**Text provided:**
Blurring the Lines
Newkirk, Kristine, Independent Banker
EDITOR'S NOTE: When asked to name their competition, community banks often place credit unions high on the list. This is the first in a series designed to help community banks better understand the challenges posed by credit unions.
The idea behind credit unions was a sound one. Intended as a relief tool of the Great Depression, lawmakers established the credit union charter to "make available to people of small means credit for provident purposes through a national system of cooperative credit." In exchange for restrictions on membership, Congress endowed federal credit unions with a number of competitive advantages over other depository institutions that include tax-exempt status and a waiver from Community Reinvestment Act coverage.
So what went wrong? An industry that was chartered to serve those of limited means is now serving persons with incomes greater than patrons of commercial banks. An industry founded on a cooperative, nonaggressive premise is now predatorially pursuing customers of commercial banks, as well as encroaching on the territory of other credit unions. Institutions intended to serve a specific, well-defined group of individuals are assuming a national, and in some cases international, presence.

**Instructions:**
1. Using the credit union article, decide whether each statement agrees with it: (a) credit unions were meant as a relief tool of the Great Depression; (b) federal credit unions fall under Community Reinvestment Act coverage; (c) credit unions now serve people with lower incomes than commercial bank patrons. Answer yes or no for each and quote the deciding words.
2. Rewrite the credit union article from "The idea behind" up to and including "Reinvestment Act coverage.", replacing "Congress" with "federal lawmakers".
3. List every change in the credit union industry that the credit union article gives in answer to "So what went wrong?"

**Excerpted records:**
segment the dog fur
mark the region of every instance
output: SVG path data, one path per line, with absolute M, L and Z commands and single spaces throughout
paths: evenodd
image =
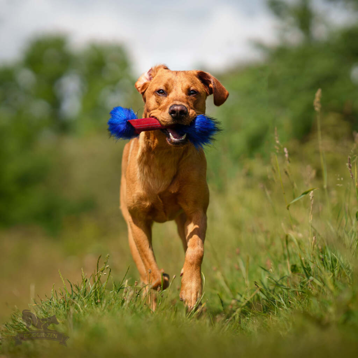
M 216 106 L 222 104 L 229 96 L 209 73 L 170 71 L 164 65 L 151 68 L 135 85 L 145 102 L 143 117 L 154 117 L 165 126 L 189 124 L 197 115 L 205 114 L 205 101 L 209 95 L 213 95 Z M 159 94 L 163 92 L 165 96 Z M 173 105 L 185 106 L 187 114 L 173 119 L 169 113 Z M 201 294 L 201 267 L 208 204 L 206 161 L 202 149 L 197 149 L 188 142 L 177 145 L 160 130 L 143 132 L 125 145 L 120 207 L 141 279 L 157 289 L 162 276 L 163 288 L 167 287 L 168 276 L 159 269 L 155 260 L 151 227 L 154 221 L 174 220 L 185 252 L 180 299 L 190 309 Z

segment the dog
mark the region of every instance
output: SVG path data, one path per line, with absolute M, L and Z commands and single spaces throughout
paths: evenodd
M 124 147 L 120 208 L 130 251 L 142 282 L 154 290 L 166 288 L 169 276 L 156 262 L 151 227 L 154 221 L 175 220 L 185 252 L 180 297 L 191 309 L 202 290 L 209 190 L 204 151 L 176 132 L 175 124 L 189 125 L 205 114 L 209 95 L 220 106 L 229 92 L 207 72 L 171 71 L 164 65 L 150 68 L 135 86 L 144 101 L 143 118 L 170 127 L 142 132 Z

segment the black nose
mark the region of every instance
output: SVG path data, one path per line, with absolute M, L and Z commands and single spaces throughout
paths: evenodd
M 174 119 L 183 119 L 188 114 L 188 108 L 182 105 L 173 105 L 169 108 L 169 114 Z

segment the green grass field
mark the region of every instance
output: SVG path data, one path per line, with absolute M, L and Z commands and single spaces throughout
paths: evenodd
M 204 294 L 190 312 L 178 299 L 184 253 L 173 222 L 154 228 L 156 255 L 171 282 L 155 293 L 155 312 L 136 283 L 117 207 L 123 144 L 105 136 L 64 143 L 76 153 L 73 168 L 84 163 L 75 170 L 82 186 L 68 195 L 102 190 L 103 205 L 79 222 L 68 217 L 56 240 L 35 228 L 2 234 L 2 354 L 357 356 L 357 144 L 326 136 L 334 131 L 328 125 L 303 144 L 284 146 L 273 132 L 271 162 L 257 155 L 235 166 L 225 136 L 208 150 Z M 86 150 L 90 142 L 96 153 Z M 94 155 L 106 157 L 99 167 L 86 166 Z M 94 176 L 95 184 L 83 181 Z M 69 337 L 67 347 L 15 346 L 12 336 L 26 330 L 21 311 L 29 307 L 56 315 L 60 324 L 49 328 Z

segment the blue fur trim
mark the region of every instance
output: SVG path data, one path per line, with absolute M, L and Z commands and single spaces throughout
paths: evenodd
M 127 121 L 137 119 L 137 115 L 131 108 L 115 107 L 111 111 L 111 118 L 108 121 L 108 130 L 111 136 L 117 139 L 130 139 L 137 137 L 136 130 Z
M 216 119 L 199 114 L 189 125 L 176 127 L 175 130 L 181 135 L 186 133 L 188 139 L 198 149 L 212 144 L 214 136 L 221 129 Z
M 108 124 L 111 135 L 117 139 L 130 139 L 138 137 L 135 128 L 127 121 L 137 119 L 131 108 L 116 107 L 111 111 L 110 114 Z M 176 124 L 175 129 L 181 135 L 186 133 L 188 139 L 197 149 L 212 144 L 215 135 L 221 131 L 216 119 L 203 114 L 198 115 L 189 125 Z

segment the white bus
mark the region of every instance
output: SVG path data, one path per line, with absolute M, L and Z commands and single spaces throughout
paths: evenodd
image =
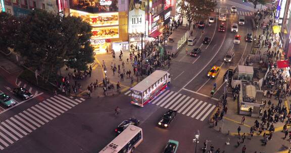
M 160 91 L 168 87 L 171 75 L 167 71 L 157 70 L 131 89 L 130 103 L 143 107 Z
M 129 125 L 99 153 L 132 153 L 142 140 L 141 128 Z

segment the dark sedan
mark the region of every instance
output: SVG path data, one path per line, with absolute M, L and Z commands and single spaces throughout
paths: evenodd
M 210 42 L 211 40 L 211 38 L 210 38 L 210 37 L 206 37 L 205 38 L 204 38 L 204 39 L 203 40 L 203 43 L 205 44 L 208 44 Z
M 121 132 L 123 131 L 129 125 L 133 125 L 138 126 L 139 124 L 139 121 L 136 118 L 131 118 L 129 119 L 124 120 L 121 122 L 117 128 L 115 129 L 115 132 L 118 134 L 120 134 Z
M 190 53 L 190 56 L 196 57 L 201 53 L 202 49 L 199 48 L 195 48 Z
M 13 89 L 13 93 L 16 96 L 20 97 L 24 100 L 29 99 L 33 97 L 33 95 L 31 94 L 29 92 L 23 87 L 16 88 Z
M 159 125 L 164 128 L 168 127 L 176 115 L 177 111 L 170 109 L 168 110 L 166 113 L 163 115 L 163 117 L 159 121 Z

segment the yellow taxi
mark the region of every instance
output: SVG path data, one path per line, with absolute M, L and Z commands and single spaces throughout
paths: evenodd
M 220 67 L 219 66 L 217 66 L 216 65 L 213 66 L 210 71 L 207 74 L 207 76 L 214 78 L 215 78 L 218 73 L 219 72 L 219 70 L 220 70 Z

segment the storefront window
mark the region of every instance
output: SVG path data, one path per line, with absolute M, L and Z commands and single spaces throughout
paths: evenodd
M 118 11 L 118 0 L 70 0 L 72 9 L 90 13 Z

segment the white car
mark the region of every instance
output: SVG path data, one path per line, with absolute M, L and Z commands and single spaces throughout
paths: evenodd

**In response:**
1.
(a) Yes: "Intended as a relief tool of the Great Depression"
(b) No: "a waiver from Community Reinvestment Act coverage"
(c) No: "now serving persons with incomes greater than patrons of commercial banks"

2.
The idea behind credit unions was a sound one. Intended as a relief tool of the Great Depression, lawmakers established the credit union charter to "make available to people of small means credit for provident purposes through a national system of cooperative credit." In exchange for restrictions on membership, federal lawmakers endowed federal credit unions with a number of competitive advantages over other depository institutions that include tax-exempt status and a waiver from Community Reinvestment Act coverage.

3.
1. An industry chartered to serve those of limited means now serves persons with incomes greater than patrons of commercial banks.
2. An industry founded on a cooperative, nonaggressive premise now predatorially pursues customers of commercial banks and encroaches on the territory of other credit unions.
3. Institutions intended to serve a specific, well-defined group of individuals are assuming a national, and in some cases international, presence.